Stated exercise →
Can you find every line in the rows below that contains the word "white" and copy each one out? Treat uppercase and lowercase as different.

Record set →
--------------------
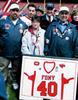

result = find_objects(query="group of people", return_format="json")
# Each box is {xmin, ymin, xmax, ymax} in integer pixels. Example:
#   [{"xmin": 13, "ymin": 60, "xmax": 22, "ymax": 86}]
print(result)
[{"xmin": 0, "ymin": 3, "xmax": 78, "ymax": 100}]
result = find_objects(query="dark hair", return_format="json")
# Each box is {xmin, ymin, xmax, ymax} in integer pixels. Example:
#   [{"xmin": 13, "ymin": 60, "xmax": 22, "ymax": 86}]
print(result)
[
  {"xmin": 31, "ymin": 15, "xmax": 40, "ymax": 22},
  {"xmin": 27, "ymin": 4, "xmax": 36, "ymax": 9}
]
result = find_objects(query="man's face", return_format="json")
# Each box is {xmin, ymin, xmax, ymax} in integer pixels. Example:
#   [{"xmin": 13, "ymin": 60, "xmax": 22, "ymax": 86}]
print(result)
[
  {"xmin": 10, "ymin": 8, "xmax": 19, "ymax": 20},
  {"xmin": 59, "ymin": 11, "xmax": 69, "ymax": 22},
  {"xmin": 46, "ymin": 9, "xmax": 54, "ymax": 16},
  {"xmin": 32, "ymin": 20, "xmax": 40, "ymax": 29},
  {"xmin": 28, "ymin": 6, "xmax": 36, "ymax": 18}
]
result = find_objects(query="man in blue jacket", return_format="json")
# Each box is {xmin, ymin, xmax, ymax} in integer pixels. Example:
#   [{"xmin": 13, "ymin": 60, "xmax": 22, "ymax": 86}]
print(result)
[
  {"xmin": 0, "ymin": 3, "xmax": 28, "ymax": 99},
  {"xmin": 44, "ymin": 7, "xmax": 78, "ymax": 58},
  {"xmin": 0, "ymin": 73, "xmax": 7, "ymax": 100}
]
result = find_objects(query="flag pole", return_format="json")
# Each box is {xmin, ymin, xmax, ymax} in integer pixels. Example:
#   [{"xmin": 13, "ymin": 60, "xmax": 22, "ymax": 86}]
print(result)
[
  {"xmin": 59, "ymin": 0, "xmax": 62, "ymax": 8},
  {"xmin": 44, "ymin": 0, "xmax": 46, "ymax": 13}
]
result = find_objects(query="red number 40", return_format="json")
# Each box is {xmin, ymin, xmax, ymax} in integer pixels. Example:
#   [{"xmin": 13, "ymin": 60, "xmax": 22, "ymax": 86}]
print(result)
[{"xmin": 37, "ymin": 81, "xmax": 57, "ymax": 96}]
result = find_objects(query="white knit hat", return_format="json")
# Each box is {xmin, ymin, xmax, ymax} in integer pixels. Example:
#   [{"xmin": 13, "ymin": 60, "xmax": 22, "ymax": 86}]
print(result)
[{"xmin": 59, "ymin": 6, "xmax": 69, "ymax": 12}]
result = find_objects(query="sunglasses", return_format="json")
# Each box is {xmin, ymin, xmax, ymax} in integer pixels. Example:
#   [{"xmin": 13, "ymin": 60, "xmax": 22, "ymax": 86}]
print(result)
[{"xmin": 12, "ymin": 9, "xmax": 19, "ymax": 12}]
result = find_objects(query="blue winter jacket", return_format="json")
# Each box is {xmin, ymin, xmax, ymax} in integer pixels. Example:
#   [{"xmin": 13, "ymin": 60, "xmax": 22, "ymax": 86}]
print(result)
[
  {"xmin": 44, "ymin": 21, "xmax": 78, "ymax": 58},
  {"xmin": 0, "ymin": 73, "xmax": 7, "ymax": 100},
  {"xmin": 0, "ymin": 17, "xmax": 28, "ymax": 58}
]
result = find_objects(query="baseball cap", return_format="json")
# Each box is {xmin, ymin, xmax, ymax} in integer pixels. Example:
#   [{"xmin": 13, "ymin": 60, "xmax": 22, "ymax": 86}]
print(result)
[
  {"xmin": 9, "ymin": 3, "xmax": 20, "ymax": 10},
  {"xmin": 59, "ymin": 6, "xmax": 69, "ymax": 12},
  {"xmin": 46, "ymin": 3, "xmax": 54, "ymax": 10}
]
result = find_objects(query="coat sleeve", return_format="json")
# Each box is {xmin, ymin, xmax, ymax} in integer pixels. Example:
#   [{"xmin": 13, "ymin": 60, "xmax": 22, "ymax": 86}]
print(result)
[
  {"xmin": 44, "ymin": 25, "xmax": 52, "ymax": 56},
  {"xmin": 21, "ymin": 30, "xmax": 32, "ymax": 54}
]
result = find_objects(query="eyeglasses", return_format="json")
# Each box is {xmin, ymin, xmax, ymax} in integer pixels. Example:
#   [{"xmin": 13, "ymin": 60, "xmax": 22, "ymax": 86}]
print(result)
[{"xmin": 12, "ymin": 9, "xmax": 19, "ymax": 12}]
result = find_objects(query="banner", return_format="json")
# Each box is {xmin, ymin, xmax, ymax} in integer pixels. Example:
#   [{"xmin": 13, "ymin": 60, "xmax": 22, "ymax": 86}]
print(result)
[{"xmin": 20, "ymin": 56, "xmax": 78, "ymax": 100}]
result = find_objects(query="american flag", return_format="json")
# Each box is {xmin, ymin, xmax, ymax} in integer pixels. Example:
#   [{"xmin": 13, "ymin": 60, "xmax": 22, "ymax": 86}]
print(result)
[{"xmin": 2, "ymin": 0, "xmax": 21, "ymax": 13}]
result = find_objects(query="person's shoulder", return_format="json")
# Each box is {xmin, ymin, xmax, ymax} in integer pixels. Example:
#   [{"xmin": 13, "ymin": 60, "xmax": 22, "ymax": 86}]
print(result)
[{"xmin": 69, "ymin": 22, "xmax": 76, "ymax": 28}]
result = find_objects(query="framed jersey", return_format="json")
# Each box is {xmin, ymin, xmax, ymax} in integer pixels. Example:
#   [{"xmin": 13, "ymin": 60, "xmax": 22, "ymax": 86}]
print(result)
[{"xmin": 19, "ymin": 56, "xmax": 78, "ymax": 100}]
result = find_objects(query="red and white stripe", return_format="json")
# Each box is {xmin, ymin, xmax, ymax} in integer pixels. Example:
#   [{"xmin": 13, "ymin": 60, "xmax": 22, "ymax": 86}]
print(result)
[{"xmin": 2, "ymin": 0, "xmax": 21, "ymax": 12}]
--------------------
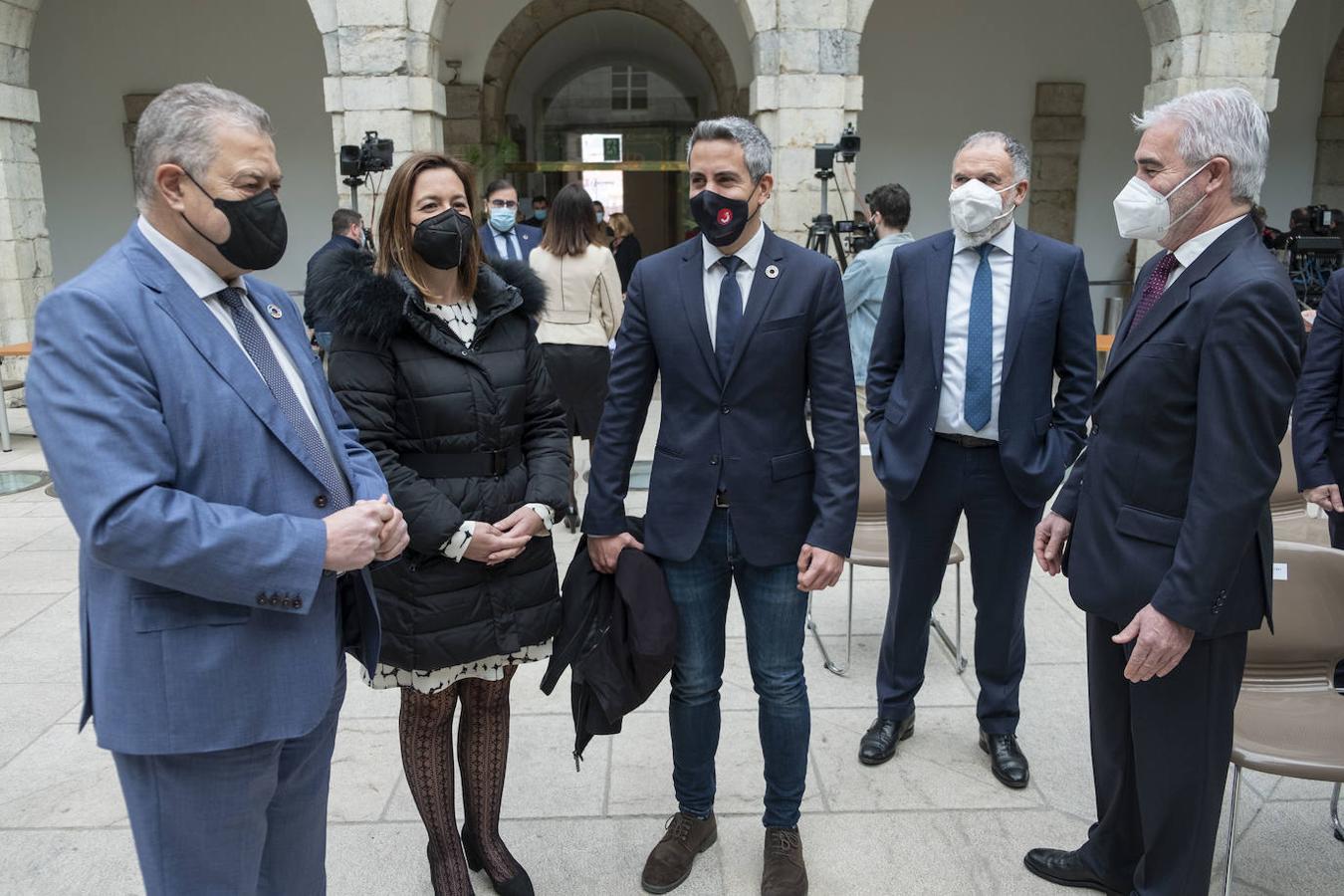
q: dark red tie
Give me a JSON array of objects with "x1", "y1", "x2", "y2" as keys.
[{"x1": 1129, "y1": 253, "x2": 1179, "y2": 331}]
--------------------
Exercise output →
result = find_objects(query="white knit hat", return_format="json")
result = find_objects(query="red and white stripe", return_format="json")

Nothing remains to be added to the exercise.